» **Exercise details**
Will you transcribe all the entries word for word, skipping the pictures they hold?

─── Dataset extract

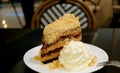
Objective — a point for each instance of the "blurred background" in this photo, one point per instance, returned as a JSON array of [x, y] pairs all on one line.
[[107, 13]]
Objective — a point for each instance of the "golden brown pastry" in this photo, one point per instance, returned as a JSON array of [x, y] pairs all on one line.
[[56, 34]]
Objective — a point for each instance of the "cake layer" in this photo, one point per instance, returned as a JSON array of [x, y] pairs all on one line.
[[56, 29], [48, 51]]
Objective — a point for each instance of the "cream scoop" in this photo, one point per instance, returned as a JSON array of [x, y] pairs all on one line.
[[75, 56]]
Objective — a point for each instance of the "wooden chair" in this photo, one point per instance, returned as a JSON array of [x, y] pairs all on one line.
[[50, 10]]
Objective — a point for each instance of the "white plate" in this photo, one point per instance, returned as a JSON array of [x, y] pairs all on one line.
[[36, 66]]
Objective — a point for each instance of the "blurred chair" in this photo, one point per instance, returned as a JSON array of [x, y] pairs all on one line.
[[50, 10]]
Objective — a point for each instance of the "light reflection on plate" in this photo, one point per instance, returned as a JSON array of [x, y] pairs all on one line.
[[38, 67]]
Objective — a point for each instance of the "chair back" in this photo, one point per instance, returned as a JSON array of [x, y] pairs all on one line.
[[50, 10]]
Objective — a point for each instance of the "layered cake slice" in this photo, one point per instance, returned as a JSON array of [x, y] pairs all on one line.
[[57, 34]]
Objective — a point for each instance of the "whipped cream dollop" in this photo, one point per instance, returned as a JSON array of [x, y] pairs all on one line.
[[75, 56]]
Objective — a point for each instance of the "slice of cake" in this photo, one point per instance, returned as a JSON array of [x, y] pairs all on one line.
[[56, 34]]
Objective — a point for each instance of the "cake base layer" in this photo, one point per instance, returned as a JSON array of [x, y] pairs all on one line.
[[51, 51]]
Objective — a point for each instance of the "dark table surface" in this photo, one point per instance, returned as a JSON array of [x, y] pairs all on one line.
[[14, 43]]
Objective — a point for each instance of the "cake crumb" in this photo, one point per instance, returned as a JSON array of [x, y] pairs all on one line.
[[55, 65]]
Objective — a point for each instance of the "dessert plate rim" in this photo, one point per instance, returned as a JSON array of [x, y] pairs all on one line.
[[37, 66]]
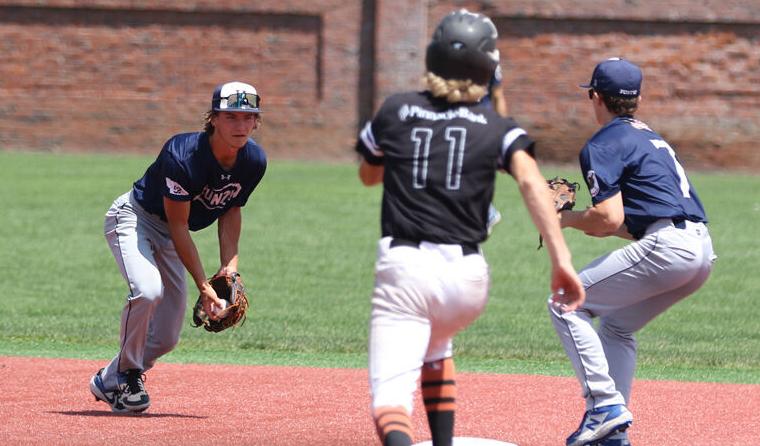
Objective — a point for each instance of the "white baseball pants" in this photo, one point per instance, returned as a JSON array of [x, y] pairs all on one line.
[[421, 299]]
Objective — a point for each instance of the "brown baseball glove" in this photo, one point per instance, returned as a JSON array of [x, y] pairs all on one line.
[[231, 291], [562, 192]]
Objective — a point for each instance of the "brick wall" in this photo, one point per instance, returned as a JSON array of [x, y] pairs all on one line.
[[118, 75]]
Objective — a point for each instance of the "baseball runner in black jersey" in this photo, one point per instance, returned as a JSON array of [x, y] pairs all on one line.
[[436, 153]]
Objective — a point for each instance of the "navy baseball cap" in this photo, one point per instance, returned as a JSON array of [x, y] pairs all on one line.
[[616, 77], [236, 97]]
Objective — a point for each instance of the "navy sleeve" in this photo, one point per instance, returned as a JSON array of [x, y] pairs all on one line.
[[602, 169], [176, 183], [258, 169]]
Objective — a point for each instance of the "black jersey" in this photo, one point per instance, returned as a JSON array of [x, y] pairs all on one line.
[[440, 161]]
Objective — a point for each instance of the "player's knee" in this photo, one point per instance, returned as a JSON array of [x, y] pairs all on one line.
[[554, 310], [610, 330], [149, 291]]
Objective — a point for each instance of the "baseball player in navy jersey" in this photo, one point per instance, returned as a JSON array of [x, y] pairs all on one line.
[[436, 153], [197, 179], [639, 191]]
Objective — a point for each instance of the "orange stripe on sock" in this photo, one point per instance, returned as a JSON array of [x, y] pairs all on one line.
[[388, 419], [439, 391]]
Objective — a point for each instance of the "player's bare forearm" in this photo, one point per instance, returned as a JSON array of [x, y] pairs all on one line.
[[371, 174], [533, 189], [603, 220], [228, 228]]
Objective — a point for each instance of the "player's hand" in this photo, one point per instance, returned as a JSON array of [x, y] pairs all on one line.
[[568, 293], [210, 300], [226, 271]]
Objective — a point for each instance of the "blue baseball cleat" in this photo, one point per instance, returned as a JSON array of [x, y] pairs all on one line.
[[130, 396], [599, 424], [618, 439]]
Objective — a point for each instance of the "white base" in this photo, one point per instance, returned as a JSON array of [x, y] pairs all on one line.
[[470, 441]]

──────

» **Expected output**
Objective — a point for each instance of the "blurred background" in this photo, one point per instance, returned as a JSON array of [x, y] pairs all on one line.
[[107, 13]]
Objective — a point for each instance of the "golden brown pastry" in this photo, one point per instance, returned as a JSON array of [x, y] pairs all on one line.
[[56, 34]]
Objective — a point for each instance of the "cake layer" in this photo, one point per instance, returned as a JSON array of [x, y] pairs all on one line.
[[56, 29], [48, 51]]
Objective — a point for each instance of the "cream scoop" in this photo, one point per instance, returned as a JSON array of [x, y] pairs all on one line.
[[75, 56]]
Objective — a point for each instance of the "wooden chair" in this photo, one point per instance, returned as a JSON array of [x, y] pairs all on one line.
[[50, 10]]
Objective — a point for each instance of the "white plate" in this photo, one point per instance, returned as a JSON array of [x, y] pairs all on one line.
[[36, 66]]
Objective — a point for each instance of the "blurred chair" in this photo, one point per instance, returned as a JSON array of [x, y] pairs all on one line.
[[50, 10]]
Objective — a point for each instance of the "light reflection on plate" in this photo, one point per instance, returned as a JSON array of [x, y] pairs all on one line.
[[38, 67]]
Objective — a point for each instance of the "chair back" in this photo, one point per instance, returned as a JSON array of [x, y] pairs all on one line.
[[50, 10]]
Objective — a point for each instance of the "layered cake slice" in this photo, one point per instance, returned as a JSON array of [x, y] pairs all on one line.
[[57, 34]]
Objective — a point for each instance of the "whipped cream dollop" in this photo, one point per instance, returned as a JSON array of [x, y] pairs all on one line.
[[75, 56]]
Objective — a point for each instance of the "slice of cake" in this photo, one point per instance, returned as a JSON array of [x, y] pairs all on one line.
[[56, 34]]
Objective — a point for each instance of the "cake base layer" in this photo, one point per instance, returned as a JSON array of [x, y] pairs all on one line.
[[51, 51]]
Objective — a point for each instance of the "dark table surface" in this photo, one point per instance, returned as a JSON array of [x, y] pairs all on one line.
[[14, 43]]
Objective — a point for each instance of the "cake crumb" in this photo, one point per instance, returned as a JSON array of [x, y] pairs all on one line.
[[55, 65]]
Objective — a point for each instance of the "dessert plate rim" in this photo, one point per instance, returned as a JSON array of [x, y] pairs all on one line.
[[37, 66]]
Objective — a point for each instance of the "white baseball pants" in this photo, one point per instance, returned as a JSON array of [x, y] pairs all on one line.
[[421, 299]]
Objective — a point for each instance of the "brown baseball glove" in this photo, one point per instance, returned as a JSON array of [x, y] pairs all on one line.
[[231, 291], [562, 192]]
Objective — a point for each instance of the "brick wall" in this photo, one point per instance, returned as a JSON array of [x, y] pairs all on one line.
[[118, 75]]
Objective — a point for each instance of the "baseball runner in black jersey" in this photo, one point per instance, returned as a JSON array of [x, y] pairs all on one line.
[[436, 153]]
Objective — a point for each instance of the "navy baseball cap" in this photo, one point per instance, returned as a JSON array of [x, y] pairs all on one line.
[[616, 77], [236, 97]]
Objective — a point for each instance of the "navy sleeve" in this photo, one point per instance, returned as a JSON array of [x, y] pairs all on one line.
[[602, 169], [176, 183], [258, 169]]
Objective — a point for each instance of the "black jersey" in this photo, one point per instance, returned as a JSON array of [x, y] pairs all on one line.
[[440, 161]]
Objective — a point for each instance of the "player's knee" in this photo, one point per instance, returned as a JSON array of [x, y] pairs all on one line.
[[554, 310], [610, 330], [149, 291]]
Objective — a point for each instance of the "baseball player in navy jersey" in this photo, one point per instance, returned as a JSON array of [x, y] pairs all on one line.
[[436, 153], [197, 179], [639, 191]]
Objective — a point for each instance of the "orange stripe on sock" in this photo, one point per instance, returned as a JSON array of [x, y] pairs all on one line.
[[388, 419], [439, 391]]
Objective — a point for each instance of the "player's bare forearm" in this photo, one point per instance, returned as a JSON array of [x, y] pairs all on one line.
[[371, 174], [533, 189], [603, 220], [228, 228]]
Objective — a point for each instance of the "player's hand" in this photo, one point per instance, returned as a JSON array of [x, y] pairs all on one line.
[[568, 293], [210, 300], [226, 271]]
Objective — a point for each instance of the "blue baseball cleat" in this photo, one point per instance, returned as a JSON array of [x, y] pairs all on one line.
[[130, 396], [599, 424], [618, 439]]
Objective — a point for each instance of the "white base" in this photo, one point per instance, returned as a JSON array of [x, y] pairs all on one line.
[[470, 441]]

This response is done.